## DIRECTIONS FOR THIS TASK
Copy every line from the one containing "Pin the gray neck, one" through the last line of the records below, both included, and nothing else.

Start of DATASET CONTENT

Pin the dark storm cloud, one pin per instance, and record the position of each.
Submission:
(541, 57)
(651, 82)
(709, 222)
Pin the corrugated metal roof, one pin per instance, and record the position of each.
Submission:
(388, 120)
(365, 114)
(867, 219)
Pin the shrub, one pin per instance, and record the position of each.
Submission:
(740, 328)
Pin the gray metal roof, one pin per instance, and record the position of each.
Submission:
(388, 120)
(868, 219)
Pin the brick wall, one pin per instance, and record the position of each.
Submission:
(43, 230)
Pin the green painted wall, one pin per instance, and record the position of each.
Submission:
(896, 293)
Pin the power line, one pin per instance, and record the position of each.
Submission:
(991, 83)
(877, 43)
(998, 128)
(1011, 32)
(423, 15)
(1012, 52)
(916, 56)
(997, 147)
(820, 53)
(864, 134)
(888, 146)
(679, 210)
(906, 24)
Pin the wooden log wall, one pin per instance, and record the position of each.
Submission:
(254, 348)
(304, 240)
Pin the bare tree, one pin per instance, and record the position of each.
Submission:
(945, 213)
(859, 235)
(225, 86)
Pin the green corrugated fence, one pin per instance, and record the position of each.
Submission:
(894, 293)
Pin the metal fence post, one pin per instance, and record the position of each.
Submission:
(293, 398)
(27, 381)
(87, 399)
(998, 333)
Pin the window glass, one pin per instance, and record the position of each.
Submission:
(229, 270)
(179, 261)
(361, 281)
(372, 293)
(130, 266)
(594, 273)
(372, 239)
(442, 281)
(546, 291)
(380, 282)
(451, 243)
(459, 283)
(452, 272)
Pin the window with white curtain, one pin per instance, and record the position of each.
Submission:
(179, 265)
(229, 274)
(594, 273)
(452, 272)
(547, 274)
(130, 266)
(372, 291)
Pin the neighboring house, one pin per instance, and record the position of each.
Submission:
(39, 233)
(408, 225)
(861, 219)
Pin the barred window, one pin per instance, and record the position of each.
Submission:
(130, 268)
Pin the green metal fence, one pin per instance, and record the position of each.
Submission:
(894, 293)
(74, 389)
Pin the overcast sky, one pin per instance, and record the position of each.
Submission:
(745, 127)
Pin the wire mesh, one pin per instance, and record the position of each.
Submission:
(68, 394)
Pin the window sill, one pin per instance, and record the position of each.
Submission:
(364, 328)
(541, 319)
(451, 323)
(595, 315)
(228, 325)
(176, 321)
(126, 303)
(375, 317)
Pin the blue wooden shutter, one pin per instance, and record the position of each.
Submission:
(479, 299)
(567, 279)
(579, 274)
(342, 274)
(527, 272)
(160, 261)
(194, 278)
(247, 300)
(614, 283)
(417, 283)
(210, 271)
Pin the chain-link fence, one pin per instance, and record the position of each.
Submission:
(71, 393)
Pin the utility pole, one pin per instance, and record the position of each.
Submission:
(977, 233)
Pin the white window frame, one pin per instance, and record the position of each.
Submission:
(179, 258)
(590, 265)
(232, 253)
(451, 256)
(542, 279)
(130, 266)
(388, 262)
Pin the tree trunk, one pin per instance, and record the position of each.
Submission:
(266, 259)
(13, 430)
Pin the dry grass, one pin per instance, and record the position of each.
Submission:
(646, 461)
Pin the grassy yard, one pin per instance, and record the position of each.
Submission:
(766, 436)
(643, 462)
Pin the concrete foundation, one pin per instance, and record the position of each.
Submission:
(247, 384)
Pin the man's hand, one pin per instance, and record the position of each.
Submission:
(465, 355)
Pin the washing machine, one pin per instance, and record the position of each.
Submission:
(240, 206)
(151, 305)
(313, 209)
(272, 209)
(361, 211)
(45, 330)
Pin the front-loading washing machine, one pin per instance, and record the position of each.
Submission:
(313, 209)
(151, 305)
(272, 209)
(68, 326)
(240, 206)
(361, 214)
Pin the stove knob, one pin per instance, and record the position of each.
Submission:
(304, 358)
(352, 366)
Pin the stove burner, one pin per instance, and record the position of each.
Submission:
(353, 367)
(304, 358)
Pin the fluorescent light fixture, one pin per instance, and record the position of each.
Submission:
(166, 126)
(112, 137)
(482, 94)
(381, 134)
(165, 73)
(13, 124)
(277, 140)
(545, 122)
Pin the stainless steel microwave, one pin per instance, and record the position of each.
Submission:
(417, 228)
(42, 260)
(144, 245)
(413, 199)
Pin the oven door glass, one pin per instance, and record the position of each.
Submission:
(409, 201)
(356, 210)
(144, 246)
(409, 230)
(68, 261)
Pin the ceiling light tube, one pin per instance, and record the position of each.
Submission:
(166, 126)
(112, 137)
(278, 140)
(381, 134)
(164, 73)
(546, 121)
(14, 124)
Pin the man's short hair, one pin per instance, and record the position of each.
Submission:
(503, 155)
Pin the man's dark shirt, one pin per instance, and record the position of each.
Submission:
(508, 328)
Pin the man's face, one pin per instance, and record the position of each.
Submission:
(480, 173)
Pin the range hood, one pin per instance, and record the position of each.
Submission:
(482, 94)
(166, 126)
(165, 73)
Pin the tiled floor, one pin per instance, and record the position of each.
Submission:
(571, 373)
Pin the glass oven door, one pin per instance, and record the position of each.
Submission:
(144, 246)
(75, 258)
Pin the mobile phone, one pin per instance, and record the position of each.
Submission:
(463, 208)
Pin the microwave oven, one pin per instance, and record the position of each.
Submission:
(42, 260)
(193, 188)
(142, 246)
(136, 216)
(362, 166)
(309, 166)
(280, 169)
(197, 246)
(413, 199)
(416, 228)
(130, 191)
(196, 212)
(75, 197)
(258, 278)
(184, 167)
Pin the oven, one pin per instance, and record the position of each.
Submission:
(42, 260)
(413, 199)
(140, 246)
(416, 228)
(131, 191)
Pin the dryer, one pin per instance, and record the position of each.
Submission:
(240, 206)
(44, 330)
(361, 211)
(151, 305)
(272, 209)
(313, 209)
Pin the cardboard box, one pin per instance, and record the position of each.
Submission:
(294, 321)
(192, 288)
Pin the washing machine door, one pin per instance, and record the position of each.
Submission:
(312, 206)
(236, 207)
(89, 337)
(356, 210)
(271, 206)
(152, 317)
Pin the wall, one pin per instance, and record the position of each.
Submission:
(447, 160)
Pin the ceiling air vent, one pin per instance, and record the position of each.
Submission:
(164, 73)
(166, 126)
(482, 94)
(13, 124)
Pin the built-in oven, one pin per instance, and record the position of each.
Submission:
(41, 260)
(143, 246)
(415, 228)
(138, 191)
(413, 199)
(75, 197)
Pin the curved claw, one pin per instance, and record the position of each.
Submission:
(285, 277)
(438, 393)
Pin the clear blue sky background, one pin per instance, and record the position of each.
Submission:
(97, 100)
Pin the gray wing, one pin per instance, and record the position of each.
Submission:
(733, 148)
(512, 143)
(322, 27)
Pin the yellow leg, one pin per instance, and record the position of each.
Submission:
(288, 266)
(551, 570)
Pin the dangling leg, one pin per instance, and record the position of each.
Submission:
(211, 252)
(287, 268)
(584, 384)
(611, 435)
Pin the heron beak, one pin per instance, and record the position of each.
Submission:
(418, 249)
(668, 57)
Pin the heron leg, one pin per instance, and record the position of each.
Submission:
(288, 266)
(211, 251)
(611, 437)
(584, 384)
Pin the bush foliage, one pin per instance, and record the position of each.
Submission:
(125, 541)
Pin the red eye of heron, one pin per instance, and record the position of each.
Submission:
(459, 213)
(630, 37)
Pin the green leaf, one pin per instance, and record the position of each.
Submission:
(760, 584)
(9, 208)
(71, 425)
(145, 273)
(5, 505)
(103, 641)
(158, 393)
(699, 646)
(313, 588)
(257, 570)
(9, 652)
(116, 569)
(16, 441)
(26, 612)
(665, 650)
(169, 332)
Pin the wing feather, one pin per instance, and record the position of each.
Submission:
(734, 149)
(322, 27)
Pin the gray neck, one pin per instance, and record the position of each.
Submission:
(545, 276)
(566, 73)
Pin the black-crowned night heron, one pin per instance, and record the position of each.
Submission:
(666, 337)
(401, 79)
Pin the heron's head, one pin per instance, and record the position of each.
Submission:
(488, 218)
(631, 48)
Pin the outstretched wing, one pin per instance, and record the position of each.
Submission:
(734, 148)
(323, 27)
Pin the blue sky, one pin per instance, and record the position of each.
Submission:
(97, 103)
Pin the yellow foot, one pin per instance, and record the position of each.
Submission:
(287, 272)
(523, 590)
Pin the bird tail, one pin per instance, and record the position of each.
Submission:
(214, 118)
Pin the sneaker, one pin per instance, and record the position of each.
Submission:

End of DATASET CONTENT

## ANSWER BELOW
Pin the gray neck, one pin per instance, and record the position of each.
Submission:
(545, 276)
(566, 73)
Pin the black-crowned night heron, one pin per instance, and record the position of each.
Submission:
(666, 337)
(401, 79)
Pin the heron's head, one pin per instance, and record the position of each.
Submission:
(488, 218)
(631, 48)
Pin the outstretched wing, one pin per instance, and record the position of each.
Submission:
(734, 148)
(323, 27)
Pin the blue sky, one pin per instance, and record the position of each.
Submission:
(97, 103)
Pin the yellow foot, one pin per instance, and record the position of each.
Submission:
(287, 272)
(523, 590)
Pin the bird tail, one pin per instance, and record the position of each.
Submission:
(214, 118)
Pin the sneaker, one pin per instance, and record the position of each.
Submission:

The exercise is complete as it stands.